**Provided passage**

ASSIST. PRINCIPAL Z. I’ll rephrase. How was that hands-on lesson incorporated into the lesson that I observed. I would assume that on the last day of the week, you would be finishing up the objectives of the week. My question is, did you meet those objectives.

MORIAH: Please refer to PAGE ONE where it says “Lesson Plans: February 12 through February 16 “Goals for the Week” : Students will be able to design an experiment, given a source idea, carry out an experiment, collect data, draw conclusions, and share discoveries. By the end of the week, 75 to 100% of the students should have their projects in the following format.” This is the modified lesson plan you observed, because this was the ultimate goal of the week. It shows the template that the student used on the 16th. The template in the plan is the same one that was on the Agenda. It has drawing vs drawing, independent variable, dependent variable, controlled variables, problem, hypothesis. I had to take what I wanted as the goal for the whole week and make sure that it happened by Friday, and it did because most of the students were had an idea for the project they were going to do and they did refer to their projects as “Versus experiments”

ASSIST. PRINCIPAL Z. Are you saying that the goals of the week are individual lesson plans? I am confused.

MORIAH: No. I’m stating that the goals of the week, PAGE ONE where it states that 75-100% of the students should have their projects in the following format—that is the lesson of that day.

ASSIT. PRINCIPAL—Ok then on PAGES THREE AND FOUR I see five individual lesson plans—Lesson 1, Lesson 2, and so on. Which one of those lesson was the lesson that I observed on February 16?

MORIAH: The introduction, where it says “Goals of the Week” beginning “by the end of the week…PAGE ONE. That was the lesson plan of that day.

ASSIT. PRINCIPAL Z. The other pages THREE and FOUR show individual lessons. Are you saying that the “Goals of the Week” was your lesson plan for the entire week?

MORIAH: I’m saying that it was for that day. They were able to do LESSON 3. Remember, this was the class that had only two lessons because of the bomb scare and parent-teacher conferences. This class did LESSON 3 approximately. They did not do the project poster. They did not prepare a detailed procedure and data table, but they did set up an actual experiment with an independent variable and dependent variable and contRolled variables with a problem and hypothesis. It had to be modified. It’s a good idea to have “Goals of the Week” because then I can modify and make it happen as much as possible.

ASSIST. PRINCIPAL Z. Are you stating that in the observed lesson a large number of the objectives were not met?

MORIAH: No. Am I stating that the Goals of the Week were not met during that week? The class lost three periods that week. They did not cover everything in each of the lesson plans—those objectives were met subsequently-- but they were able to meet the Goals of the Week. The main Goals of the Week stated on PAGE ONE WERE ACHIEVED for 75 to 80 percent of the students in the class.

**Short exercise a**
Tally the lines of the records that contain the word "beanie", matching case exactly. Give only the number.

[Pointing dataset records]
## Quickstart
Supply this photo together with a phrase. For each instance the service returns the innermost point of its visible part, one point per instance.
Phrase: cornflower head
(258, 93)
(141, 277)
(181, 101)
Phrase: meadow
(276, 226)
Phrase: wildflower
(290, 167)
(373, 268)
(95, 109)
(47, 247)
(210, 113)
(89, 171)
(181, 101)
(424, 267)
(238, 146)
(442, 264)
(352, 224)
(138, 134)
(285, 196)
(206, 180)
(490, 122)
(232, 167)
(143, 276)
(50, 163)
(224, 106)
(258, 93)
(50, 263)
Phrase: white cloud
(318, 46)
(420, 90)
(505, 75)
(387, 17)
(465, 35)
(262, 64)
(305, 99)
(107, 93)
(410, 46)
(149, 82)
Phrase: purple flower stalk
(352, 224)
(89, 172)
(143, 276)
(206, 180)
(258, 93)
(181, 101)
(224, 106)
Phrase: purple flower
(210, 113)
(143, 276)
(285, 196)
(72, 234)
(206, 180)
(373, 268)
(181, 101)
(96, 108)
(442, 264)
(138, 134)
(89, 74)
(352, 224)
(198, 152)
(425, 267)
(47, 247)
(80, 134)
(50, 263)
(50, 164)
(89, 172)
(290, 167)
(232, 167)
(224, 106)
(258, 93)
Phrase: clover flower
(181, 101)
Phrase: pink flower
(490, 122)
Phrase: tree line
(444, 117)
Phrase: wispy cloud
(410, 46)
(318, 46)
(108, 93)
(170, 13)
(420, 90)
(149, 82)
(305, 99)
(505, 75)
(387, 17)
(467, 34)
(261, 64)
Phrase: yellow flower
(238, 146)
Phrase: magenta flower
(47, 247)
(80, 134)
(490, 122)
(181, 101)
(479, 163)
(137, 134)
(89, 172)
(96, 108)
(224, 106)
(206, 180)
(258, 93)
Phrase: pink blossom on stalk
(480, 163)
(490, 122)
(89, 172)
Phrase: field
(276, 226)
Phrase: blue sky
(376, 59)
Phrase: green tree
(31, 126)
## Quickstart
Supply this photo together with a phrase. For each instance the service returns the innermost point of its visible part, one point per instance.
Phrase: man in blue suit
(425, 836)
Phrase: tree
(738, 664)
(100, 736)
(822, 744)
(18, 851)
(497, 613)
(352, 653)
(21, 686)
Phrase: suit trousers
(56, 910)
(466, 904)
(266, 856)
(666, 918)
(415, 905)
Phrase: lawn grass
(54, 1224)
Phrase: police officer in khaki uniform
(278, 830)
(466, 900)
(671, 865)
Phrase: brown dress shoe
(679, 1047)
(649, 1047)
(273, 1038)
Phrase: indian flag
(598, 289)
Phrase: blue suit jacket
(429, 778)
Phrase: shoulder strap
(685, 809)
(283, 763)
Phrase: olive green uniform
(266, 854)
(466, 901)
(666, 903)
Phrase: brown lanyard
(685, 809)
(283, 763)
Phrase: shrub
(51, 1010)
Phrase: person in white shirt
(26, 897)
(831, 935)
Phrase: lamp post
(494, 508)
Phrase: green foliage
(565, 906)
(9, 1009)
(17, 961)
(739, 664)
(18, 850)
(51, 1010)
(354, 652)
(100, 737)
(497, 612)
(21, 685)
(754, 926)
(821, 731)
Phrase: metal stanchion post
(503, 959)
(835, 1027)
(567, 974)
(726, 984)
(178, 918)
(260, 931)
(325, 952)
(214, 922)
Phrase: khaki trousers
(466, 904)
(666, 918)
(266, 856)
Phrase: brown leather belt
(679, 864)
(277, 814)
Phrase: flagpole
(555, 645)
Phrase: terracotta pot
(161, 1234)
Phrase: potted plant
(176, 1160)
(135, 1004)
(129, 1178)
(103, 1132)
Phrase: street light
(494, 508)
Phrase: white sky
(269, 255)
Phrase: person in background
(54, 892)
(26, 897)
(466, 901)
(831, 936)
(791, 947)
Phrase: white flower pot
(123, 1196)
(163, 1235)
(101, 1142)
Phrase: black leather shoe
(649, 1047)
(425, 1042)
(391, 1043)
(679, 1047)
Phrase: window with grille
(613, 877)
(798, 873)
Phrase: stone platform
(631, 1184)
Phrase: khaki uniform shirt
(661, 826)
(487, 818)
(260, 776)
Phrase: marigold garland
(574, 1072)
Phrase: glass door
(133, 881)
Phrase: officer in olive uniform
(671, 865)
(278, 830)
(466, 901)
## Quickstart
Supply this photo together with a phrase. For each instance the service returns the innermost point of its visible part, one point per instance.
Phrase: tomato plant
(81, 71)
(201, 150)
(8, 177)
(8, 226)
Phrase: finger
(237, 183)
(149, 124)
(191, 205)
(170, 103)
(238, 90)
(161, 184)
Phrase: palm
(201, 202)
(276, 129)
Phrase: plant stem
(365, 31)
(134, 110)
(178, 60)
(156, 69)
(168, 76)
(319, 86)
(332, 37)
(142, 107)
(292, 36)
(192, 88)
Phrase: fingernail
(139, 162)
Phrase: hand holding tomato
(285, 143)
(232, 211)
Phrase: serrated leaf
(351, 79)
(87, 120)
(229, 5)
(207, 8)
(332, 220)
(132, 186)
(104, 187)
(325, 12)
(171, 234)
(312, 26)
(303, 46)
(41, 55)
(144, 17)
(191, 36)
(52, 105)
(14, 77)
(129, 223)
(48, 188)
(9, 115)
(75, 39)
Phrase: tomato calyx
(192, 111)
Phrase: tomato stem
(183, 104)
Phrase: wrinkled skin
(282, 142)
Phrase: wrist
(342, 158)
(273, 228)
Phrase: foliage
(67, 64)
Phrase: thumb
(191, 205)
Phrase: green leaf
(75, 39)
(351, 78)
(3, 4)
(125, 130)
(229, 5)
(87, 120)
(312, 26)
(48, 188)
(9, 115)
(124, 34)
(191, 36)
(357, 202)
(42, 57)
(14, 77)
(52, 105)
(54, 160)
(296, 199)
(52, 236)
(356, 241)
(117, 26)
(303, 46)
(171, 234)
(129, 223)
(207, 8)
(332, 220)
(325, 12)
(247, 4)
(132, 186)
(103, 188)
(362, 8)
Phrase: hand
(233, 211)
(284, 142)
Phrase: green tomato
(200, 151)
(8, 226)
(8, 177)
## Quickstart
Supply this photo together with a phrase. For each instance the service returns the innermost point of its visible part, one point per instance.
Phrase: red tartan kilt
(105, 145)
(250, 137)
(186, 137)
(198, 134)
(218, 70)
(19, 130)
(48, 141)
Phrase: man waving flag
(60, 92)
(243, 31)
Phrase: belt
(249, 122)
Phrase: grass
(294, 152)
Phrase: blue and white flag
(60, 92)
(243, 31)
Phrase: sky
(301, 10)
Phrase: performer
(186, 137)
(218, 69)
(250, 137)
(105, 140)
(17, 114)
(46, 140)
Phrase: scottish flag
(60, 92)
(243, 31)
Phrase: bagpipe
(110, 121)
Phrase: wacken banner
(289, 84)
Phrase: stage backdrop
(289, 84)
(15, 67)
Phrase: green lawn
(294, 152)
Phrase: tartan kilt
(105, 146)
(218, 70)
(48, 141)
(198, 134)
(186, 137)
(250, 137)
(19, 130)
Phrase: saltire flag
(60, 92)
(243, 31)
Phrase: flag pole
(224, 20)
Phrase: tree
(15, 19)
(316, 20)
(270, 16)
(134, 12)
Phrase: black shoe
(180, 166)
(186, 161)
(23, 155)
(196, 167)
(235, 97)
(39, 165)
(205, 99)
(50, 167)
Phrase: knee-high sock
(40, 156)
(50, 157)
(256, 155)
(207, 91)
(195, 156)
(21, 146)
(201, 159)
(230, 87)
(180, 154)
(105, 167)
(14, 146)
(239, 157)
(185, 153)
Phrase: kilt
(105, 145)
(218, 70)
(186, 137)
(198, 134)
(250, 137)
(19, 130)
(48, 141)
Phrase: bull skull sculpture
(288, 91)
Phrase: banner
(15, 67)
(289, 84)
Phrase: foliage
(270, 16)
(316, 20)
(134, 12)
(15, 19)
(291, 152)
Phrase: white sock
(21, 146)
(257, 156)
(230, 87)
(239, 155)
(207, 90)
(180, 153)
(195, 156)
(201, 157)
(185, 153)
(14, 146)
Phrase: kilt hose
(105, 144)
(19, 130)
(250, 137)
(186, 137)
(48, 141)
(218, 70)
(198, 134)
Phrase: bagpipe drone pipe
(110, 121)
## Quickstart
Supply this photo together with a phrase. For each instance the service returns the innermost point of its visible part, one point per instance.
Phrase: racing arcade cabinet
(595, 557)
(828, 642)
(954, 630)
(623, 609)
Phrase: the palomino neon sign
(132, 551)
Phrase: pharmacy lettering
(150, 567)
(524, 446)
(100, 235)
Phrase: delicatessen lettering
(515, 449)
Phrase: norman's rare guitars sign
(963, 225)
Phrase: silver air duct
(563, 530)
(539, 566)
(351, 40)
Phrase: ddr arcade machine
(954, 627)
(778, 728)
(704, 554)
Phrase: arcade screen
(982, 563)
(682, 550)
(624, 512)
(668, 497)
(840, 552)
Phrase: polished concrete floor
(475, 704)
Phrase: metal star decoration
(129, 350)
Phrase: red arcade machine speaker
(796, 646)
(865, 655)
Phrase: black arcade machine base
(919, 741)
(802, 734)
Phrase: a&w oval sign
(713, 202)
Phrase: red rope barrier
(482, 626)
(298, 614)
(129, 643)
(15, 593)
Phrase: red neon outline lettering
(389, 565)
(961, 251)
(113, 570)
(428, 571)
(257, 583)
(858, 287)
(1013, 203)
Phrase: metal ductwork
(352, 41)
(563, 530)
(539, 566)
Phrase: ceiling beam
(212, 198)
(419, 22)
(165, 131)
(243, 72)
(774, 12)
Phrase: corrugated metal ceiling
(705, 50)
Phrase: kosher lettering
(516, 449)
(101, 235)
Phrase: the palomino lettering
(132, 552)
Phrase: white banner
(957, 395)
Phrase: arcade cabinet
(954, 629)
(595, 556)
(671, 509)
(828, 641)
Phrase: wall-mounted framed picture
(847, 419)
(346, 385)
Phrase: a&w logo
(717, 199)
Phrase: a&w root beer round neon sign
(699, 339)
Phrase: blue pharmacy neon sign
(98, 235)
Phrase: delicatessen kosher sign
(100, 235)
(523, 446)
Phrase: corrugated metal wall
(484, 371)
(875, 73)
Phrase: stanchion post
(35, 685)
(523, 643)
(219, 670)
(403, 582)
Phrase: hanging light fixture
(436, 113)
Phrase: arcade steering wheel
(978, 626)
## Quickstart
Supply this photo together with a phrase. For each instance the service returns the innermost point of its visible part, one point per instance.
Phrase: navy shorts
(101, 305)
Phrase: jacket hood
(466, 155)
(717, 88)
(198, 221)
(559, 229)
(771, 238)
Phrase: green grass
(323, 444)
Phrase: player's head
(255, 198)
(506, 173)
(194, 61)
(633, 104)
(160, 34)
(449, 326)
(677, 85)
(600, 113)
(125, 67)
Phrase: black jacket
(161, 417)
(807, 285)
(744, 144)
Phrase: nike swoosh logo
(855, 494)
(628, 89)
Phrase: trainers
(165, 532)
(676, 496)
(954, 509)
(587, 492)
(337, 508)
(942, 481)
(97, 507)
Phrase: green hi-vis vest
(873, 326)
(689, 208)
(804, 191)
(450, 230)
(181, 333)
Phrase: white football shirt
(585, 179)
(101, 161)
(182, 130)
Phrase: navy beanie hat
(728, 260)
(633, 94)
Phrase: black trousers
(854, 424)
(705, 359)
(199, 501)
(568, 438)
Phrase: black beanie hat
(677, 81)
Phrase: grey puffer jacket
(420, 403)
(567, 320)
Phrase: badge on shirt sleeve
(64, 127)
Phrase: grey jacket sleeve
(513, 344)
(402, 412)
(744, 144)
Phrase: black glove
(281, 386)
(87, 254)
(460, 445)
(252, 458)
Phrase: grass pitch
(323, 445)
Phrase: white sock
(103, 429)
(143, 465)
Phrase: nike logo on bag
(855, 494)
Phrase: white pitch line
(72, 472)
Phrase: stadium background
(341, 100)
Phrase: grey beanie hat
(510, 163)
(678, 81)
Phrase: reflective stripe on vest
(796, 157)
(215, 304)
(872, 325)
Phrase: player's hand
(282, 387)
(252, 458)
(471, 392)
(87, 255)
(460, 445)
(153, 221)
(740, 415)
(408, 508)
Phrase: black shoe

**Short exercise b**
Reproduce the lesson plan dialogue verbatim between "ASSIST. PRINCIPAL Z. Are you saying" and "plan of that day.", inclusive.

**Written reply a**
3

**Written reply b**
ASSIST. PRINCIPAL Z. Are you saying that the goals of the week are individual lesson plans? I am confused.

MORIAH: No. I’m stating that the goals of the week, PAGE ONE where it states that 75-100% of the students should have their projects in the following format—that is the lesson of that day.

ASSIT. PRINCIPAL—Ok then on PAGES THREE AND FOUR I see five individual lesson plans—Lesson 1, Lesson 2, and so on. Which one of those lesson was the lesson that I observed on February 16?

MORIAH: The introduction, where it says “Goals of the Week” beginning “by the end of the week…PAGE ONE. That was the lesson plan of that day.